··· TEXTAUSSCHNITT ···
Na, Ihr Vater hätte das Telefonnetz auf eineinhalb Stunden lahm legen können. Dann wäre es entdeckt worden und dann wäre er tot…

Enzensberger

Ja, hätte ja auch nichts gebracht.

Kluge

Aber jetzt noch mal, das ist sozusagen so ein Lebenslauf eines Menschen, der einem nahe steht, er hat sozusagen …, bei meinem Vater oder Ihrem Vater, eigentlich eine sehr lange Zeit im Kontinuum, im beruflichen Zusammenhang, sehr lang. Das ist eigentlich ein glückliches Leben…

Enzensberger

Eigentlich eine Art Lebenswerk, denn am letzten Tag vor seiner Pensionierung, hat er das letzte Verbindungsamt eingeweiht, das heißt, er hat das erste und das letzte für Bayern, also für Nordbayern, glaube ich [eingeweiht]. Und das war gewissermaßen auch ein Lebenswerk…, ich habe fertig, hier, jetzt steht es da. Und früher war das Fräulein vom Amt ja noch und das hat er allerdings arbeitslos gemacht.

Kluge

Durch die Automatisierung?

Enzensberger

Durch die Automatisierung.

Text

Die Elemente des Lebenslaufs

Kluge

Jeder Mensch wird geboren, ja, das gehört ja zum Lebenslauf dazu. Und irgendwie, eine kleine Neugier, eine kleine sage ich, bezieht sich darauf, wie wurde man geboren. Wie war das? Waren die Sterne günstig habe ich mich nie gefragt, aber ich habe mich schon gefragt…

Enzensberger

Ja, ja, sicher, das ist…, es gibt…, ein amerikanischer Philosoph hat mal den Ausdruck geprägt, historical luck. Ja, denn dafür kann man ja nichts, man wird da rein geboren…

Kluge

Da ist man hineingeboren…

Enzensberger

In den dreißiger Jahren in den Krieg reingeboren…

Kluge

Hat sich die Mutter gefreut oder nicht? Das ist eine wichtige Frage.

Enzensberger

Ja, alles solche Sachen, ja, ja, das stimmt schon. Ja, aber es gibt natürlich auch…, ich bin da, wie gesagt, ein bisschen heikel, ich habe zum Beispiel einen Großvater, der war Genealoge und der hat riesige…, es gibt riesige, handgeschriebene Familienchroniken, mehrere Bände, er hat alles aufgeschrieben. Aber wenn ihm was nicht gepasst hat, hat er das verbessert, hat er es verbessert!
··· VORLIEGENDE EINTRÄGE ···
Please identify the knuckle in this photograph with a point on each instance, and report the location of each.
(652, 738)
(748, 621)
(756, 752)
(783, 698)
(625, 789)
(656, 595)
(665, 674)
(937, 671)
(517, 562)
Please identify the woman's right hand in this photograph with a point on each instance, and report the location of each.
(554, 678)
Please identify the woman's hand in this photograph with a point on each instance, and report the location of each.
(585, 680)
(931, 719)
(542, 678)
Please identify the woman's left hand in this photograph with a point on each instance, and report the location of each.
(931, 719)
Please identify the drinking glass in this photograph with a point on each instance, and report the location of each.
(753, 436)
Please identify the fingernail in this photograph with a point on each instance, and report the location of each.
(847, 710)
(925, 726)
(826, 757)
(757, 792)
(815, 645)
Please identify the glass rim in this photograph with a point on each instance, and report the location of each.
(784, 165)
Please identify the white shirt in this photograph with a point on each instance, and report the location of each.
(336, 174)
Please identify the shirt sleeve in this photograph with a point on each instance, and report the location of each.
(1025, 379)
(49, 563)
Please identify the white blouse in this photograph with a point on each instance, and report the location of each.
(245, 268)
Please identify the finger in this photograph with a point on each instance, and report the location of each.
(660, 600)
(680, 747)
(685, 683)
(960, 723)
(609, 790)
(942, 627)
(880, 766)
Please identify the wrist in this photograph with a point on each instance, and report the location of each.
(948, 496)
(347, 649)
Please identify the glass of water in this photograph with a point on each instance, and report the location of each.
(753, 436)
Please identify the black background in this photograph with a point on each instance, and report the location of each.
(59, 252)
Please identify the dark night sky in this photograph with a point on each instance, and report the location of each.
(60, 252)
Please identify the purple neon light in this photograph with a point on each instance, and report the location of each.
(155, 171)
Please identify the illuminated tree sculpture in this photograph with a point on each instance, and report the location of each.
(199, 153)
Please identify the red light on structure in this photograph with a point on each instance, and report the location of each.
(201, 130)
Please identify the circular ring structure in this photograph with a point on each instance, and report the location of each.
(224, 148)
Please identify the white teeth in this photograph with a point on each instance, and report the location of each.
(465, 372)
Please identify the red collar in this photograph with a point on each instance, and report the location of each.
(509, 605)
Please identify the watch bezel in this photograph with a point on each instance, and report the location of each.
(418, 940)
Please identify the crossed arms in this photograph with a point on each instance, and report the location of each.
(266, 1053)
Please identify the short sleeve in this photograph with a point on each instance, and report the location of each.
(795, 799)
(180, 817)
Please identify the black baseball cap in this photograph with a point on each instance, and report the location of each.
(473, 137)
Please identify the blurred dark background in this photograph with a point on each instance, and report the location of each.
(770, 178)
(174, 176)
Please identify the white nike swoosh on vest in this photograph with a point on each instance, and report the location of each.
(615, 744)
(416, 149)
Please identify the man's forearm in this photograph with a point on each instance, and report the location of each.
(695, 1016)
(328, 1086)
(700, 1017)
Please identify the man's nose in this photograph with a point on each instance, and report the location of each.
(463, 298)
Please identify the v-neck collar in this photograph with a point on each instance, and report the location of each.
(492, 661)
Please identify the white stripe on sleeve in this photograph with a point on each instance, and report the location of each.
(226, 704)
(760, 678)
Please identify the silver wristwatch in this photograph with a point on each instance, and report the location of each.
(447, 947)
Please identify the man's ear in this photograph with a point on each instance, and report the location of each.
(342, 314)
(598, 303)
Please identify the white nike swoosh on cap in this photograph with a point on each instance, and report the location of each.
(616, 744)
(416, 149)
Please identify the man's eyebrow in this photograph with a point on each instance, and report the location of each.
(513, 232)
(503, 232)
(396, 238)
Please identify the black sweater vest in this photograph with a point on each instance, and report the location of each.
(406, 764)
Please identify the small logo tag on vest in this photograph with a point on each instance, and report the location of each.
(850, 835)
···
# DEINE AUFGABE
Schreib den Abschnitt des Gesprächsausschnitts von „Aber jetzt noch“ bis „Durch die Automatisierung?“ neu und setz dabei „Hauptwerk“ an die Stelle von „Lebenswerk“.

# LÖSUNG
Aber jetzt noch mal, das ist sozusagen so ein Lebenslauf eines Menschen, der einem nahe steht, er hat sozusagen …, bei meinem Vater oder Ihrem Vater, eigentlich eine sehr lange Zeit im Kontinuum, im beruflichen Zusammenhang, sehr lang. Das ist eigentlich ein glückliches Leben…

Enzensberger

Eigentlich eine Art Hauptwerk, denn am letzten Tag vor seiner Pensionierung, hat er das letzte Verbindungsamt eingeweiht, das heißt, er hat das erste und das letzte für Bayern, also für Nordbayern, glaube ich [eingeweiht]. Und das war gewissermaßen auch ein Hauptwerk…, ich habe fertig, hier, jetzt steht es da. Und früher war das Fräulein vom Amt ja noch und das hat er allerdings arbeitslos gemacht.

Kluge

Durch die Automatisierung?